— WHAT IS NEEDED —
Repeat the lines of the listing below exactly, starting at the line that contains "Practice. Spot the evergreen" and running through the last line, both included, and only those.

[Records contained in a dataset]
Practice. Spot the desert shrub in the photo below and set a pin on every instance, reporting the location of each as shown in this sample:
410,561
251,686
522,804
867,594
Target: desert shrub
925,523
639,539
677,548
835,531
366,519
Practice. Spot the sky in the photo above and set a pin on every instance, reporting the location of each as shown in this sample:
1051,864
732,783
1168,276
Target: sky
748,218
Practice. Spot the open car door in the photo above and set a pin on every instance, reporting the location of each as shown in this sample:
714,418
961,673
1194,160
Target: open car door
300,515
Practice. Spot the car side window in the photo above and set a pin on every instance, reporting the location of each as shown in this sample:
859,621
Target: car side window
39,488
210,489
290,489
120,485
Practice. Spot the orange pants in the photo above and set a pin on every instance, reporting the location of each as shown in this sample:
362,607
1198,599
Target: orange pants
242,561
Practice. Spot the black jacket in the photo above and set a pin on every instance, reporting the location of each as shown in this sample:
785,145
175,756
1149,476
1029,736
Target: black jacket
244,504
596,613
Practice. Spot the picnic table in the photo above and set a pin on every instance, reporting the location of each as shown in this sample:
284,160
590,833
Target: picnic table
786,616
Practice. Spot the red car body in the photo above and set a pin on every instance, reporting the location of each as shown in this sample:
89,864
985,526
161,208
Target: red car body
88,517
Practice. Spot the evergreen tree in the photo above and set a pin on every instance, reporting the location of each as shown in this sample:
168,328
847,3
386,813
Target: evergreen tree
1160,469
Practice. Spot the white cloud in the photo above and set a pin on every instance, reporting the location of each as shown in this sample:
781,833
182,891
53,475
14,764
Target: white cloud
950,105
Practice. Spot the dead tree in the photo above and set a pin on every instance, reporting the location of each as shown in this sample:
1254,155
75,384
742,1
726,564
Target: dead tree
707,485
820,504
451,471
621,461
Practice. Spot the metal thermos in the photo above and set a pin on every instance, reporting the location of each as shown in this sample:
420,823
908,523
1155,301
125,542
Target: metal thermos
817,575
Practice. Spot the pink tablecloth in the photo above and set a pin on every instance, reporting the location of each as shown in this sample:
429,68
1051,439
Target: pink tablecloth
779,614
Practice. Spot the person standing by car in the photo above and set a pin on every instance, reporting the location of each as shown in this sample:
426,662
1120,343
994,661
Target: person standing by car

— OUTPUT FOR THIS TASK —
Practice. Spot the evergreen tree in the photo above and set a pin on every instance, reporting the location of each as shown in this sample:
168,328
847,3
386,813
Target: evergreen tree
1160,469
Practice. Spot the white cloud in the photo above and set a pin on every instance, reporting the location of each as shown in this sample:
781,833
182,891
53,475
14,764
Target: white cloud
950,105
Practice. Spot the dead tree in the photo above and set a pin on every instance, reporting the location of each as shown in this sample:
1254,155
75,384
742,1
726,564
Target: dead tree
707,485
820,504
451,471
621,461
Practice. Spot the metal thermos in the photo above and set a pin on every instance, reporting the location of each as shown in this sample:
420,823
908,523
1155,301
125,542
Target: metal thermos
817,575
Practice. Spot the pink tablecloth in the photo above and set a pin on every instance, reporting the location of each as shown in this sample:
429,68
1051,439
Target: pink tablecloth
779,614
Practice. Spot the person standing by car in the photo above and set a pin on every instance, reporting the location of each as shown in this sample:
426,662
1120,343
994,661
Target: person standing by car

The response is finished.